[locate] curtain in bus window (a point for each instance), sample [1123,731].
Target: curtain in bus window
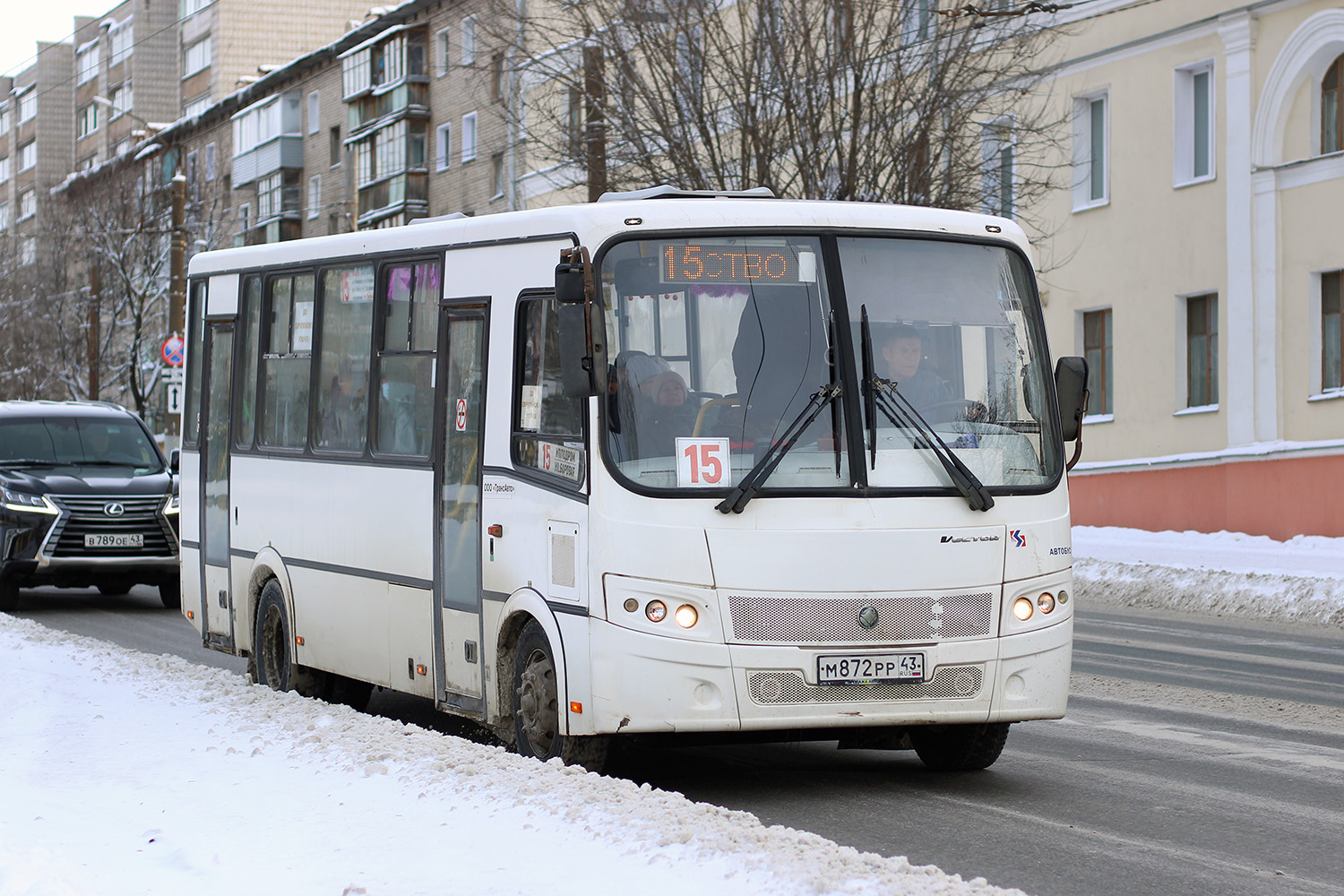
[406,360]
[285,367]
[347,328]
[245,408]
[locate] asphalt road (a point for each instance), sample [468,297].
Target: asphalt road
[1123,797]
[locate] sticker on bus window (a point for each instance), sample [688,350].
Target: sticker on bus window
[702,463]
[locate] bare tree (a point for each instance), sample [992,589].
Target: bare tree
[857,99]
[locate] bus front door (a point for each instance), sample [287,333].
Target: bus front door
[457,477]
[215,600]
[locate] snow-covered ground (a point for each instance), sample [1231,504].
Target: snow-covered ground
[123,772]
[1223,573]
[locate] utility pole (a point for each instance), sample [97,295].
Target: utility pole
[94,327]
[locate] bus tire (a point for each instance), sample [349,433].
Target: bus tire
[273,642]
[960,747]
[537,707]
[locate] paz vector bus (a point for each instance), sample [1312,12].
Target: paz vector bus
[669,463]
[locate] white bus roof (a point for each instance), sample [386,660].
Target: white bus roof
[594,223]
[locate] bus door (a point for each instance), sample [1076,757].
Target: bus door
[215,512]
[460,397]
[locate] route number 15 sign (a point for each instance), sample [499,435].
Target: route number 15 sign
[703,463]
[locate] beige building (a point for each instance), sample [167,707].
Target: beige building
[1193,263]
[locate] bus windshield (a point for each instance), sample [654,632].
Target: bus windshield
[728,349]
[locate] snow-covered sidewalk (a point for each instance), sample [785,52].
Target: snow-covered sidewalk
[128,774]
[1223,573]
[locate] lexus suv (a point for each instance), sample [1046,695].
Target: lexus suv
[86,500]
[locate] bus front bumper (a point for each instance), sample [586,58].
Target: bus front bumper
[650,684]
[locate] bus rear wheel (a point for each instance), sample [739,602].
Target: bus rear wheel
[537,707]
[271,645]
[960,747]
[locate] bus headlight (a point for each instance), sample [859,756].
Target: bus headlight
[687,616]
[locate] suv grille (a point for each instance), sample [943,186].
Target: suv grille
[83,514]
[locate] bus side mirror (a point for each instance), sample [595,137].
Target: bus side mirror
[1072,389]
[580,352]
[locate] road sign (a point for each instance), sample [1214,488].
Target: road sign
[174,351]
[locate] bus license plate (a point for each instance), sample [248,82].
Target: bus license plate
[870,668]
[108,540]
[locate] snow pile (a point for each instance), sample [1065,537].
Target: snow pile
[1219,573]
[134,774]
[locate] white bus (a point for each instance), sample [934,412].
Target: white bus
[655,465]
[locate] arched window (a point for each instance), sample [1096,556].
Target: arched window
[1332,108]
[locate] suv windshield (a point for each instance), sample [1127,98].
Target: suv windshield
[78,443]
[719,346]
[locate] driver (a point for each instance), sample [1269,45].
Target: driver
[903,354]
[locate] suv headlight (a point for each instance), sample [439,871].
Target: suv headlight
[26,503]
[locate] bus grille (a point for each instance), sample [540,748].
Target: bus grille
[948,683]
[83,514]
[809,621]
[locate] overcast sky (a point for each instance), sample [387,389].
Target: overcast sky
[27,22]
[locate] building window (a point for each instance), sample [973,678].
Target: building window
[1097,349]
[123,39]
[918,24]
[1332,108]
[86,62]
[497,177]
[195,58]
[441,42]
[1090,152]
[1202,351]
[444,147]
[86,120]
[996,150]
[470,136]
[1193,126]
[468,42]
[1332,331]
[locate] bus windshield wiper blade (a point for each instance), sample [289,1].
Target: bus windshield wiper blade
[757,476]
[898,409]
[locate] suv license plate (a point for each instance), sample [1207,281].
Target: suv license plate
[866,668]
[128,540]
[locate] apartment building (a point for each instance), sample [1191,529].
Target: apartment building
[1191,260]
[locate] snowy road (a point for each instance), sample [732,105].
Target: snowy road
[1159,785]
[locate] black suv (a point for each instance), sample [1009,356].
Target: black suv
[86,498]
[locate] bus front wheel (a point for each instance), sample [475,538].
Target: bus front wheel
[537,707]
[273,648]
[960,747]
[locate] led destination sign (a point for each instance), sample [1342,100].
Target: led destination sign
[728,263]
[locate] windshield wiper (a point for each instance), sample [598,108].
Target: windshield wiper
[757,476]
[882,394]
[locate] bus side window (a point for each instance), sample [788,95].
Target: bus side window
[406,359]
[287,363]
[547,425]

→ **Problem**: Reproduce only those lines of the entries above that run from the line with "[locate] bus license" to the final line.

→ **Answer to the exercise**:
[locate] bus license plate (a point for each instance), sample [248,82].
Target: bus license plate
[870,668]
[108,540]
[locate] snow pile (a point for each instance), sample [1065,537].
Target: snow pile
[1219,573]
[134,774]
[locate] white bus (a point for each instance), sample [934,412].
Target: white bus
[655,465]
[locate] arched window (a point for each instance), sample [1096,556].
Target: arched window
[1332,108]
[locate] suv windshield (a point for each instance), sample [1127,98].
Target: suv windshield
[78,443]
[719,346]
[locate] driver (a point for each instance), sample [1269,45].
Target: driver
[903,354]
[locate] suv headlight (a point for each instance), sample [439,871].
Target: suv headlight
[26,503]
[locate] bus grille (a point for each instance), sample [540,748].
Target: bus grille
[948,683]
[83,514]
[809,621]
[locate] overcast sky (a point for each instance), sample [387,389].
Target: overcast sky
[27,22]
[locate] building window (a point for each instance), sample [973,678].
Target: building window
[1097,349]
[123,39]
[918,24]
[1332,108]
[86,62]
[497,177]
[195,58]
[441,42]
[1090,152]
[1202,351]
[444,147]
[86,120]
[996,150]
[470,136]
[1193,126]
[468,42]
[1332,331]
[locate] bus windshield wiper blade (a point for each instance), sample [289,1].
Target: bus windshield wiper blade
[757,476]
[898,409]
[locate] suv license plate (a point for each instance), sample [1207,281].
Target: suv license plate
[866,668]
[128,540]
[locate] apartment building (a point for each instance), sample [1191,529].
Target: apartment building
[1191,260]
[locate] snowy road (a point for each instance), sample [732,105].
Target: snowy road
[1159,785]
[locate] black suv (a point for each instance), sample [1009,356].
Target: black suv
[86,498]
[locate] bus front wheel (a point for each instance), sample [475,538].
Target: bus front wheel
[537,707]
[273,648]
[960,747]
[locate] led destination sign (a point for each instance), sample [1342,100].
Target: led destination sign
[728,263]
[locate] windshield wiper (a point for each instance), sample [598,108].
Target: windshield wiper
[757,476]
[882,394]
[locate] bus side window (a point for each instance), sample [788,95].
Target: bus side window
[406,359]
[287,363]
[547,425]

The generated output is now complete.